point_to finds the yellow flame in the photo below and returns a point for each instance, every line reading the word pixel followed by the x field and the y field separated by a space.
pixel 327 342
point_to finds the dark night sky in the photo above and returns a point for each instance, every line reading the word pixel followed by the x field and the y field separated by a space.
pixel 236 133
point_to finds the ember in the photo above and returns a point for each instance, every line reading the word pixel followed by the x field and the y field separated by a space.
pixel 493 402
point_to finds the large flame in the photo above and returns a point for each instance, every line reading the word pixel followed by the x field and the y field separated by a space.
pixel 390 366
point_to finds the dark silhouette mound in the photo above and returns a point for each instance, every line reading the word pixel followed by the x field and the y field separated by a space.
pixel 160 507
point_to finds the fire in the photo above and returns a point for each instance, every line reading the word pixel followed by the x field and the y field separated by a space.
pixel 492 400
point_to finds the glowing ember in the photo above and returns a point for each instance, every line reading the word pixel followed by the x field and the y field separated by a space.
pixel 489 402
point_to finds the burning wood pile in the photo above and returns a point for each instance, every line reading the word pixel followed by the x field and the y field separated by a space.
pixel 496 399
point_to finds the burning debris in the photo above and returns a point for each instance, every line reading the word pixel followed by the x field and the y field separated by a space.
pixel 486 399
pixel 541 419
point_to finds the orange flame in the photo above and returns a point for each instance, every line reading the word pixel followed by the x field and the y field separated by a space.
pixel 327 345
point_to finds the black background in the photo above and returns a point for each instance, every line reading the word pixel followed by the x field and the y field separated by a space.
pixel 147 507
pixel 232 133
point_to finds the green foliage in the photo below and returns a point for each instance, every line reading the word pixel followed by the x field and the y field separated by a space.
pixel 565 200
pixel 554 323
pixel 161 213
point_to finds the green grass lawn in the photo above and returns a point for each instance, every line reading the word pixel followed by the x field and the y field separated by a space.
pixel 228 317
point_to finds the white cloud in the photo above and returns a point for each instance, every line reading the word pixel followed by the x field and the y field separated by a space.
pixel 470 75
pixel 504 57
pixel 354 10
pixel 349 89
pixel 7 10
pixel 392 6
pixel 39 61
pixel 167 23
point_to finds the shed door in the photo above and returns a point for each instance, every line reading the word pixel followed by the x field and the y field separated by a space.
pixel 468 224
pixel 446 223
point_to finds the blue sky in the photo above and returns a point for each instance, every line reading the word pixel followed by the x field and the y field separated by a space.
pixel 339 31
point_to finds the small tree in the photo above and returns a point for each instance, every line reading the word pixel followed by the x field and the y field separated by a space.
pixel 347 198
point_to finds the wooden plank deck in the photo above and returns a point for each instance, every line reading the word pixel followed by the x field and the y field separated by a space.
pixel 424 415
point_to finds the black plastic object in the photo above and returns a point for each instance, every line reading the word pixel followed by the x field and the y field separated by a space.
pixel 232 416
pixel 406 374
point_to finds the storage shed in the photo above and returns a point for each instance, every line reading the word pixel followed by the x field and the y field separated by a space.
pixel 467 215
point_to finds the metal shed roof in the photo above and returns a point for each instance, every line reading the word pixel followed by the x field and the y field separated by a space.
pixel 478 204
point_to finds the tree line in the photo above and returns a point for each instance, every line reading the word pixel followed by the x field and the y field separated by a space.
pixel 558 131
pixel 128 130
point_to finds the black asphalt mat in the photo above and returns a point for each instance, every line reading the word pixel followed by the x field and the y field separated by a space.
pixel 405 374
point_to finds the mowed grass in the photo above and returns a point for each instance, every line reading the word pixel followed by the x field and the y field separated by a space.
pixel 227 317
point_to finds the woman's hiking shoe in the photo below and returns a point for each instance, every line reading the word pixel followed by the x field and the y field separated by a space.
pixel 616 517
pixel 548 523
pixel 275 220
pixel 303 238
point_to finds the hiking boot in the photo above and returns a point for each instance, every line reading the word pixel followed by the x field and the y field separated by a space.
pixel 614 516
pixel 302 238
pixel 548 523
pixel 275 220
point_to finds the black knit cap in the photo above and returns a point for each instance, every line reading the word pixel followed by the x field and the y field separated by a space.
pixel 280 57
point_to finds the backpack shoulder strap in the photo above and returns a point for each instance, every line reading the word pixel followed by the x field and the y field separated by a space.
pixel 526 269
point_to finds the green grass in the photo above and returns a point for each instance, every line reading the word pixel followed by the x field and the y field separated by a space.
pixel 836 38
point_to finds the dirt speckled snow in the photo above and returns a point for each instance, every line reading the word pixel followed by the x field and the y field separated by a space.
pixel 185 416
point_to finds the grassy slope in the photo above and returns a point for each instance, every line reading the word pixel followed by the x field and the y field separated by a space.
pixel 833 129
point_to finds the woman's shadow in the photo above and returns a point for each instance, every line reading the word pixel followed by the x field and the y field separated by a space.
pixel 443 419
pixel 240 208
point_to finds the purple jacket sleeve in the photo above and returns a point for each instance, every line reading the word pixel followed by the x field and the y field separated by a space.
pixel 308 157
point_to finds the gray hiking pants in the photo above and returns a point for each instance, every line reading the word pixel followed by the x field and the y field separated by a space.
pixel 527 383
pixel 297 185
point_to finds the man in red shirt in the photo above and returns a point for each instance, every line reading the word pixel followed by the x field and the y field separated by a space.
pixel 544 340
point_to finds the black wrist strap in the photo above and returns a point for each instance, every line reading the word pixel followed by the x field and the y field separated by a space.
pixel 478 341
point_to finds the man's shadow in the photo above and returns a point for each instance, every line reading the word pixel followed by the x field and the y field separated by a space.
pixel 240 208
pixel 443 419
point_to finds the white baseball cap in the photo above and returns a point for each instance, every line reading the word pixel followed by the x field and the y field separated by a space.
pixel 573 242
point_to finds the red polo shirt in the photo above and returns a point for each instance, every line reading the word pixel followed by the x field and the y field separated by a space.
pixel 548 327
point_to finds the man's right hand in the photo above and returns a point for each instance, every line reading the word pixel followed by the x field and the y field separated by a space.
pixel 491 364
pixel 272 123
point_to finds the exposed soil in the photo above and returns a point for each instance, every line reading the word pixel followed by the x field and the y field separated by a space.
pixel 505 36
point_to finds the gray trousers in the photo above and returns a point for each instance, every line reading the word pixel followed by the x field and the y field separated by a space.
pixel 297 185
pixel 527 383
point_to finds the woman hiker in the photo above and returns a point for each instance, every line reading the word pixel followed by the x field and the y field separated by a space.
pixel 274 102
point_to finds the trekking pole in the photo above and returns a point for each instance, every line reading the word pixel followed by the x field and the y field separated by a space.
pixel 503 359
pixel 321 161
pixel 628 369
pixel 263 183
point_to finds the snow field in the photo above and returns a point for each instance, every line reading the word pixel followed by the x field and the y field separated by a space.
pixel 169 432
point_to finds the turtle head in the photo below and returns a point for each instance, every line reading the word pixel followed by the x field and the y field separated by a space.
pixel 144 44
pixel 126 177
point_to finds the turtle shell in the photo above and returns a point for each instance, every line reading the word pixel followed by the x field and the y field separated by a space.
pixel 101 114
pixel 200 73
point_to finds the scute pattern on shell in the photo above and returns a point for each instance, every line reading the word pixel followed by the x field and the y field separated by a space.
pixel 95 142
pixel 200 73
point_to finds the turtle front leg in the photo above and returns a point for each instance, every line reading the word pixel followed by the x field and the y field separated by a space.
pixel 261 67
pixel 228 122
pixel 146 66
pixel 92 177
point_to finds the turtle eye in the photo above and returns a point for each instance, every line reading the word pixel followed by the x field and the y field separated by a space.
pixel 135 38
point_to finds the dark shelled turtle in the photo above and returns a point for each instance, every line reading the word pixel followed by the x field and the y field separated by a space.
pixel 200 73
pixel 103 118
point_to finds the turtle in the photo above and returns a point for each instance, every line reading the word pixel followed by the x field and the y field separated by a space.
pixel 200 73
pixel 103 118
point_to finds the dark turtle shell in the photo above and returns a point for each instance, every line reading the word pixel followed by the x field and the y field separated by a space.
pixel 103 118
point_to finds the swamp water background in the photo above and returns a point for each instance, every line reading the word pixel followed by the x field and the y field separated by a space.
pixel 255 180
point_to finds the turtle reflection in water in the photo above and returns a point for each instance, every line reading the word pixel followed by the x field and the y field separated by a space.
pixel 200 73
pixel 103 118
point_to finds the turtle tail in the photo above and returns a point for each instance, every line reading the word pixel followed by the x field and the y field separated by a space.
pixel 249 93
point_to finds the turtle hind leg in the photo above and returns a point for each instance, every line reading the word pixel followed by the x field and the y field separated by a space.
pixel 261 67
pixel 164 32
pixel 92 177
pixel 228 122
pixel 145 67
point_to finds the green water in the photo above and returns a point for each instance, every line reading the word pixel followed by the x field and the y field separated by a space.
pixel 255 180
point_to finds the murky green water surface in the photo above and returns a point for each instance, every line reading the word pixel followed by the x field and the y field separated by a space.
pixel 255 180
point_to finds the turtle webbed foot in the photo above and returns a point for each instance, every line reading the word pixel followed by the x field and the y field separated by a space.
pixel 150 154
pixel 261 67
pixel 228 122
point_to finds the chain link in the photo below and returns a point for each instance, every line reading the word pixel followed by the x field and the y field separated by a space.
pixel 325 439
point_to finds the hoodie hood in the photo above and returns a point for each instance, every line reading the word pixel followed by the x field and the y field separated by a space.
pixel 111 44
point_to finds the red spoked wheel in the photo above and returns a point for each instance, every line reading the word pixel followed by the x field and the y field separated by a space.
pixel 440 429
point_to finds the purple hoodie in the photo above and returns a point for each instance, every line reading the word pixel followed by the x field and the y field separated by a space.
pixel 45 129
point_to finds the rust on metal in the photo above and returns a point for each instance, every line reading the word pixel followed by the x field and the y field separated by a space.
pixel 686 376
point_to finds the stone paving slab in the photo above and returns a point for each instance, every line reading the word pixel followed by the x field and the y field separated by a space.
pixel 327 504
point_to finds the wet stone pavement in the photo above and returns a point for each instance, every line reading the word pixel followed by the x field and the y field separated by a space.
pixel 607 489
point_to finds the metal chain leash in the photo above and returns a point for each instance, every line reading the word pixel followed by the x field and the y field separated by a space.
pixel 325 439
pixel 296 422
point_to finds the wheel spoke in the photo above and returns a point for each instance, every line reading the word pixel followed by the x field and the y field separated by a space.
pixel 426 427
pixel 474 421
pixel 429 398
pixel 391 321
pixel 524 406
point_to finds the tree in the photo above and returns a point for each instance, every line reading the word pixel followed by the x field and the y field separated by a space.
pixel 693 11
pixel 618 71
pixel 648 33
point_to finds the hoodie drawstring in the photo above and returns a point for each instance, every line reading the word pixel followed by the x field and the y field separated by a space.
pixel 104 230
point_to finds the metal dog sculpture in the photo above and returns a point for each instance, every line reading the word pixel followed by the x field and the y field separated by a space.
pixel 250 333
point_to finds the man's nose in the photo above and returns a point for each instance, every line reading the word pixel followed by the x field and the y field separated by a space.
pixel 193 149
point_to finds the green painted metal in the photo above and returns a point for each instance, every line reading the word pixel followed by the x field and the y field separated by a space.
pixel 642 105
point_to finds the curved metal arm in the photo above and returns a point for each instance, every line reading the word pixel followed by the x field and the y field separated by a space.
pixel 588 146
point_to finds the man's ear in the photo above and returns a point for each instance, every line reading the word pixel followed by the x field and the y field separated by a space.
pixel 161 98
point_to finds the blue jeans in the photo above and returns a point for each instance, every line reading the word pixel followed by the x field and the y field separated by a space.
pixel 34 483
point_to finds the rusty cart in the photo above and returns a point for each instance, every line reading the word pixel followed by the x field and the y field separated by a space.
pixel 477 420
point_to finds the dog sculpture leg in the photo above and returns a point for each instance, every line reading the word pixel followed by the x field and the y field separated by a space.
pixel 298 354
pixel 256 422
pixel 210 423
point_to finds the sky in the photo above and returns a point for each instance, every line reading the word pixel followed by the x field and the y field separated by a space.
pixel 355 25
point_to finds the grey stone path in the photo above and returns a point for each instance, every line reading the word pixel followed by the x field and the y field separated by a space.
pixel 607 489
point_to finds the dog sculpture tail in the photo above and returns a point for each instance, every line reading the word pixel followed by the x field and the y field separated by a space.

_EXERCISE GOAL_: Would you reproduce, word for word, the lines from the one holding "point_to finds the blue jeans" through the final line of the entries, both included?

_RESPONSE TO THE TASK_:
point_to finds the blue jeans in the photo above and returns a point for each instance, every line reading the word pixel followed by the x field and the y field separated by a space.
pixel 34 483
point_to finds the rusty cart in the photo above and returns a point for each instance, every line reading the word pixel followed by the x field and the y field separated by a space.
pixel 477 420
point_to finds the dog sculpture leg in the photo above and returns a point for each instance, every line reading the word pixel followed by the x field and the y field separated by a space.
pixel 298 354
pixel 256 422
pixel 210 423
point_to finds the sky in the photo above and returns a point for each instance, every line reading the word pixel followed by the x field and the y field separated by a space.
pixel 355 25
point_to finds the grey stone path in the photo above and returns a point for each instance, every line reading the word pixel followed by the x field and the y field separated by a space.
pixel 607 489
point_to finds the dog sculpture tail in the photo above and returns a point for each instance, every line reading the word pixel followed by the x field and the y field separated by a space.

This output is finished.